■ ITEMS:

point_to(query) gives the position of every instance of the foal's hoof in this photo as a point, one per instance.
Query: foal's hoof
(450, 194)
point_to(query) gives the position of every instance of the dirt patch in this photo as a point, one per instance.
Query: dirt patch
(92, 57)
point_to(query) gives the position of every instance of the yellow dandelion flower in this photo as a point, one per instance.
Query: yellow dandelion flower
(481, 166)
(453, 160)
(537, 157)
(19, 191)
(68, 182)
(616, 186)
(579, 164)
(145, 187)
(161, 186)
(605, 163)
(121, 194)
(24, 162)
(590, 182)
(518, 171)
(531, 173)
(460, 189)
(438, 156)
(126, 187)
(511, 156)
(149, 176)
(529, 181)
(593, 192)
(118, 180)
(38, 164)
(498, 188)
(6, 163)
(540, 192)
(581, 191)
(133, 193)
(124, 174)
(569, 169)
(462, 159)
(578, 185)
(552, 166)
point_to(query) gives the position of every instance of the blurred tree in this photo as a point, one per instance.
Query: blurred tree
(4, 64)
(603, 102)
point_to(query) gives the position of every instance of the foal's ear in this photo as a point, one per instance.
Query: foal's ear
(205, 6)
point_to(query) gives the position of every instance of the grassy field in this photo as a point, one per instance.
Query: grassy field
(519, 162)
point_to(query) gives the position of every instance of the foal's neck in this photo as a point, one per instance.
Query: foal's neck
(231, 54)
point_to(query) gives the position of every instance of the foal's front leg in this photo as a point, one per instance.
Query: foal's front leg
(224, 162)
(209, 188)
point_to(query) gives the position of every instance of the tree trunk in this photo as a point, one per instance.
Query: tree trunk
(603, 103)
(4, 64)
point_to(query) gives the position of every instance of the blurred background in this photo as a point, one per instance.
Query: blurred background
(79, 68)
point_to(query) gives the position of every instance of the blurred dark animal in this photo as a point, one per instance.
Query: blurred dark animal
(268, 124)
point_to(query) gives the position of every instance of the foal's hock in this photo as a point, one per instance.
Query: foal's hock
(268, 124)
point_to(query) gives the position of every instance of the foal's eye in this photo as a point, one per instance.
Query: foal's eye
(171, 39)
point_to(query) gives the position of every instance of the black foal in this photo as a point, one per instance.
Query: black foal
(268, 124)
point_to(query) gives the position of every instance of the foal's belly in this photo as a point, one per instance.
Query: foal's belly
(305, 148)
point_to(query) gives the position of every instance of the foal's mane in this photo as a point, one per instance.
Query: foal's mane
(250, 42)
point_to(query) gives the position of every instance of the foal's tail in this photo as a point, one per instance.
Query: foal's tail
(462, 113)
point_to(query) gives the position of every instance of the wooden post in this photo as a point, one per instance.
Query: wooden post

■ DESCRIPTION OF THE TASK: Format all of the data above as a JSON list of strings, with one string per line and any blank lines left out.

■ FINAL RESULT:
[
  "point_to(query) gives the position of every instance of the foal's hoof in this photo as a point, one per instance.",
  "Query: foal's hoof",
  "(450, 194)",
  "point_to(query) gives the position of every instance of the dirt patch in this photo as a point, one per instance.",
  "Query: dirt patch",
  "(92, 57)",
  "point_to(query) gives the position of every instance of the yellow dandelion flower in this photo as a point, one per instance.",
  "Query: yellow dandelion flower",
  "(481, 166)",
  "(453, 160)",
  "(537, 157)",
  "(19, 191)",
  "(68, 182)",
  "(616, 186)",
  "(579, 164)",
  "(145, 187)",
  "(161, 186)",
  "(605, 163)",
  "(121, 194)",
  "(24, 162)",
  "(590, 182)",
  "(518, 171)",
  "(531, 173)",
  "(460, 189)",
  "(438, 156)",
  "(126, 187)",
  "(511, 156)",
  "(149, 176)",
  "(529, 181)",
  "(593, 192)",
  "(118, 180)",
  "(38, 164)",
  "(498, 188)",
  "(6, 163)",
  "(540, 192)",
  "(581, 191)",
  "(133, 193)",
  "(124, 174)",
  "(569, 169)",
  "(462, 159)",
  "(578, 185)",
  "(552, 166)",
  "point_to(query) gives the position of every instance of the blurred tree in this photo as a point, one per instance.",
  "Query: blurred tree",
  "(4, 64)",
  "(603, 102)",
  "point_to(query) gives the position of every instance of the foal's ear in this photo as a point, one per instance.",
  "Query: foal's ear",
  "(205, 6)",
  "point_to(query) gives the position of every instance of the grassy field in this photo as a point, one per instance.",
  "Query: grassy field",
  "(519, 162)",
  "point_to(query) gives the position of every instance of the foal's neck in this photo as a point, one per instance.",
  "Query: foal's neck",
  "(231, 54)",
  "point_to(query) gives the position of every instance of the foal's front leg in this photo as a point, one per instance.",
  "Query: foal's front leg",
  "(224, 162)",
  "(209, 188)",
  "point_to(query) gives the position of every instance of the tree trunk in this photo as a point, one per instance.",
  "Query: tree trunk",
  "(603, 103)",
  "(4, 64)",
  "point_to(query) gives the position of every instance of the blurred background in this photo as a point, one per instance.",
  "Query: blurred background",
  "(79, 68)",
  "point_to(query) gives the position of every instance of the blurred dark animal in this photo as a point, one per instance.",
  "Query: blurred dark animal",
  "(268, 124)",
  "point_to(query) gives the position of every instance of the foal's hock in this photo as a point, one per instance.",
  "Query: foal's hock",
  "(268, 124)",
  "point_to(query) gives the position of every instance of the foal's eye in this photo as a point, one per instance.",
  "Query: foal's eye",
  "(171, 39)",
  "point_to(query) gives the position of every instance of the black foal in this photo as a point, one per instance.",
  "Query: black foal",
  "(268, 124)",
  "point_to(query) gives the position of every instance of the foal's belly in this photo as a point, one per instance.",
  "Query: foal's belly",
  "(305, 148)",
  "point_to(query) gives the position of every instance of the foal's mane in this photo as a point, one per instance.",
  "Query: foal's mane",
  "(250, 42)",
  "point_to(query) gives the position of every instance of the foal's tail in this photo as a point, one per instance.",
  "Query: foal's tail",
  "(462, 113)",
  "point_to(query) gives the position of every instance of the wooden post in this photo as a point, one per instance.",
  "Query: wooden post"
]